Segmento del documento |

-- -- --

La politica infrastrutturale dovrà essere una leva importante ed ancora trainante, anche in relazione alla necessità di superare il deficit strutturale che pesa negativamente sulla forza competitiva del Paese e delle imprese e sarebbe veramente utile –a questo proposito- fare il punto in modo serio e senza demagogia sullo stato dell’arte relativamente alla realizzazione delle principali opere connesse al sistema della mobilità territoriale, dei servizi, della infrastrutturazione a rete.

 

E qui si pone già un interrogativo scontato e cioè con quali imprese di costruzioni saremo in grado di realizzare un piano qualificato di opere infrastrutturali?

 

Anche il mercato dell’edilizia privata dovrà misurarsi con bisogni crescenti, bisogni innanzitutto sociali, penso al crescere della popolazione anziana, ma soprattutto alla presenza sempre più massiccia di comunità di immigrati.

-- -- --

Contenuto dei dati |

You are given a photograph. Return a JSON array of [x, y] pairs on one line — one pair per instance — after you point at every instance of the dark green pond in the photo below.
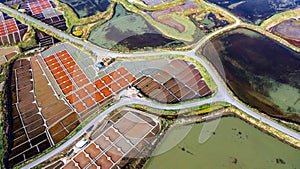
[[260, 71], [234, 145], [255, 11]]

-- -- --

Da svolgere |
Risponda alle seguenti domande sul segmento del documento:
(a) Su che cosa pesa negativamente il deficit strutturale?
(b) Quale interrogativo viene definito scontato?
(c) Quali bisogni sociali sono indicati per il mercato dell'edilizia privata?

Soluzione |
(a) Sulla forza competitiva del Paese e delle imprese.
(b) Con quali imprese di costruzioni si sarà in grado di realizzare un piano qualificato di opere infrastrutturali.
(c) Il crescere della popolazione anziana e, soprattutto, la presenza sempre più massiccia di comunità di immigrati.